TRECHO DE ORIGEM:
Vencedor do Urso de Prata de direção em Berlim, eleito pela Cahiers du cinéma o melhor filme de 2008, Redacted, de Brian De Palma, jamais lançado comercialmente no Brasil (só passou no Festival do Rio, com o título Guerra sem cortes), chega agora ao streaming, na plataforma Mubi. Valeu a espera: é um trabalho extraordinário.

O cerne dramático é inspirado num fato real: durante a ocupação do Iraque por tropas norte-americanas, um grupo de soldados estupra uma garota de 15 anos e mata sua família (incluindo a própria adolescente).

Mas, diferentemente dos filmes de Kathryn Bigelow sobre temas análogos (Guerra ao terror, A hora mais escura), Redacted não oferece uma reconstituição ficcional dos eventos para criar a ilusão de uma realidade dada, unívoca e inequívoca. Em vez disso, embaralha visões parciais e fragmentadas, apresentando um “real” muito mais problemático, instável, cheio de arestas. Em vez de catarse, entrega o incômodo, a perplexidade. Cabe ao espectador lidar com isso depois.

MATERIAL DISPONÍVEL:
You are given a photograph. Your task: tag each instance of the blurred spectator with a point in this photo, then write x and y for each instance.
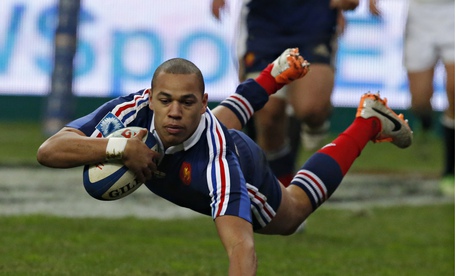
(269, 26)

TAREFAS DO EXERCÍCIO:
1) Segundo o texto sobre o filme Redacted, em qual plataforma de streaming o filme está chegando?
2) Continue o texto sobre o filme Redacted a partir da última frase mostrada.

RESULTADOS DO EXERCÍCIO:
1) Na plataforma Mubi.

2)
Precariedade construída

Quem se habituou à exuberância, precisão e elegância (mesmo no coração da violência e do horror) do cinema de De Palma há de estranhar a colagem de imagens apressadas, enquadramentos toscos, iluminação precária, “ruídos” visuais e sonoros e texturas díspares que compõem Redacted. O que se buscou ali foi simular, como se fossem registros documentais, uma série de fontes: um “diário em imagens” produzido por um soldado, cenas de telejornal, um documentário francês, vídeos produzidos pela Al-Qaeda, etc.

Esse método de construção abole virtualmente toda narração “objetiva”, em terceira pessoa. Tudo é mediado por algum olhar interessado, parcial nos dois sentidos do termo, isto é, incompleto e tendencioso. O espectador é instado a preencher as lacunas, o “fora do quadro”, e a confrontar os diferentes olhares.

Em decorrência disso, a densidade dramática vai se construindo não por meio dos artifícios narrativos habituais, mas mediante uma hábil orquestração dos fragmentos, além da utilização sagaz da trilha musical (Handel, Puccini), terreno em que o melômano De Palma sempre foi um mestre. O ápice emocional se dá sobre as únicas imagens de fato documentais (que não vou dizer quais são), encharcadas com a música arrebatadora do terceiro ato da Tosca.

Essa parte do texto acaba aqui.